====== SELECTED PASSAGE ======
The findings dispel the myth about eggs leading to an increased heart attack risk. According to the food-based dietary guidelines compiled by the World Health Organisation (WHO) for the European Region, 2-3 eggs per week have been acceptable for countries such as Germany, Greece and Spain.
Results from this study suggest that a high-cholesterol diet or frequent egg consumption do not increase the risk of cardiovascular diseases even in individuals genetically susceptible to a greater effect of dietary cholesterol on serum cholesterol levels.
Nutrition recommendations worldwide no longer set intake of dietary cholesterol. However, in carriers of the protein E type 4 allele (APOE4) - which effects cholesterol metabolism - the impact of dietary cholesterol on serum cholesterol levels is more significant.
Unique Finnish population
In Finland, where this study takes place, the frequency of the APOE4 allele, which is a hereditary variant, is high and around 33% of the population are carriers.
The study enrolled 1032 men aged 42–60 years old in 1984–1989 as part of the Kuopio Ischaemic Heart Disease Risk Factor Study, (KIHD). Dietary intakes were assessed with 4-day food records and these men had no baseline indications of cardiovascular disease.
During a follow-up of 21 years, 230 men had an incident of a heart attack and 32.5% of the study participants were carriers of APOE4.
======
▸ SET OF TASKS:
a) Answer these about the passage on eggs and heart disease:
(i) How many men did the study enroll, and in which years?
(ii) About what share of Finland's population carries the APOE4 allele?
(iii) How many men had a heart attack during the follow-up, and how long was it?
b) Continue the passage on eggs and heart attack risk from its last sentence.
====== GIVEN ENTRIES ======
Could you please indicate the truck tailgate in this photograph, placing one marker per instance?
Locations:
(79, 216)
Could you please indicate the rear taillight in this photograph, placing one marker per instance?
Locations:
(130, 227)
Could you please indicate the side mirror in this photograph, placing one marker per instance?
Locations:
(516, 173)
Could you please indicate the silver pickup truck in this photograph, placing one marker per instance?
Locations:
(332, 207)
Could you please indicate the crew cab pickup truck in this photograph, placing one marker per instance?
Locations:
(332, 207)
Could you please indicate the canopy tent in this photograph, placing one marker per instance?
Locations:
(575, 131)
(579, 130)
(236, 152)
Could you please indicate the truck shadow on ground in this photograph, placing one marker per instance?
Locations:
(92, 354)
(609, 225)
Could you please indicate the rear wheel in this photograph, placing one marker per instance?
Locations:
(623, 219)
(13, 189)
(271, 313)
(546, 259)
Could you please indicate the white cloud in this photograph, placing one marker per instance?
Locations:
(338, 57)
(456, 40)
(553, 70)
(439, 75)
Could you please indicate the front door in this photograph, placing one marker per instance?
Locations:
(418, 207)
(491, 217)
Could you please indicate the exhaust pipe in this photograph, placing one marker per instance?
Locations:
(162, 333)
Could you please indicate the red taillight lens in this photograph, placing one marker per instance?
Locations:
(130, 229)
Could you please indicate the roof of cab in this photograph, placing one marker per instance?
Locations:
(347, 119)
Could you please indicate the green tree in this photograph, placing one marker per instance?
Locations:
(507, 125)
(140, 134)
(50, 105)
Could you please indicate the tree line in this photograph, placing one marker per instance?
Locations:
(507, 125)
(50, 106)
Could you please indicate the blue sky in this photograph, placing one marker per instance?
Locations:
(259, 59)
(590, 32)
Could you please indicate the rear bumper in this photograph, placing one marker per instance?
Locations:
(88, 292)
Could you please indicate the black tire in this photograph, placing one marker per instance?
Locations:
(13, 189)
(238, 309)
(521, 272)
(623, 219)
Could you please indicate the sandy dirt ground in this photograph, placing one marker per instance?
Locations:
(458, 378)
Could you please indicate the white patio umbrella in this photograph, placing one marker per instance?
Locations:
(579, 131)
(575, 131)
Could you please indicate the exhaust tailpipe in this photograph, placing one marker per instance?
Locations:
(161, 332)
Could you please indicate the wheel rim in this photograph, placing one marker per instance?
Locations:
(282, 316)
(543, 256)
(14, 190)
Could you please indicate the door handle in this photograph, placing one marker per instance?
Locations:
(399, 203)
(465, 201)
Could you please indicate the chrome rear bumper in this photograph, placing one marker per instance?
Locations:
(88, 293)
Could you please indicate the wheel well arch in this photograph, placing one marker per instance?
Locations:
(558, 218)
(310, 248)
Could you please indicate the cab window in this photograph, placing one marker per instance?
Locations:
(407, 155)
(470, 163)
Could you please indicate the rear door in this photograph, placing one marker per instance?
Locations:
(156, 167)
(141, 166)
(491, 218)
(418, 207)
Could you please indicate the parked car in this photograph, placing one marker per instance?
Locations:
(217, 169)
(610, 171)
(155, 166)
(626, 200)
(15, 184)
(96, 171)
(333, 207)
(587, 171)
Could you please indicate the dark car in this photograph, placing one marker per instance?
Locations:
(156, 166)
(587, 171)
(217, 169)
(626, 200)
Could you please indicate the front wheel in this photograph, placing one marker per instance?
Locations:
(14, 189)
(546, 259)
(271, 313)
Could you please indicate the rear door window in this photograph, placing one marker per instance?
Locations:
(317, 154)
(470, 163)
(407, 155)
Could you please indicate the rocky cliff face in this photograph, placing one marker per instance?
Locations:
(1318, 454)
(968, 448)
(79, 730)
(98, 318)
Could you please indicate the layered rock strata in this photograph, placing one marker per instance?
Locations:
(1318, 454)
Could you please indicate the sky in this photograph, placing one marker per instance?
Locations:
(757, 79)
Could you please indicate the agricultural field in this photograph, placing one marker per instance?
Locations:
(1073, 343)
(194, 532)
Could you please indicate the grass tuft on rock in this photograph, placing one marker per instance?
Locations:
======
▸ RESPONSES TO THE EXERCISE:
a)
(i) 1032 men, enrolled in 1984–1989.
(ii) Around 33%.
(iii) 230 men, during a follow-up of 21 years.

b)
These results were significant enough to suggest a high intake of dietary cholesterol was not linked to coronary heart disease within the study cohort and those who carried the APOE4 allele.
Critically, the actual consumption of eggs was not associated with a risk of coronary heart disease. The findings were also unable to prove a link between dietary cholesterol or egg consumption with arterial wall thickening.
The study mentioned that in the highest control group, the study participants had an average daily dietary cholesterol intake of 520mg consuming an average of one egg per day. Researchers were thus unable to generalise the findings beyond those conditions found in the study.
“There is little information on the association between cholesterol intake and the risk of coronary artery disease (CAD) among those with the ApoE4 phenotype,” the researchers said.
“In general populations, the effects of dietary cholesterol on blood cholesterol concentrations are modest. However, the relation is stronger in those with an ɛ4 allele in the APOE gene.”
More egg studies
A study conducted in 2007, found that consumption of 6 or more eggs per week (average of 1 egg or greater per day) did not increase the risk of stroke and ischemic stroke. However, the researchers believed the increased risk of coronary artery disease associated with higher egg consumption among diabetics warranted further investigations.
Likewise, a study of middle-aged Japanese men and women found that eating eggs more frequently, up to almost daily, was not associated with an increase in coronary heart disease incidence.
Individuals who do not have adequate control of their total and LDL cholesterol were recommended to limit their intake of egg yolks. The same was recommended for diabetics in the Nurses’ Health Study and Health Professionals Follow-up study. Here, heart disease risk was increased among men and women with diabetes who ate one or more eggs a day.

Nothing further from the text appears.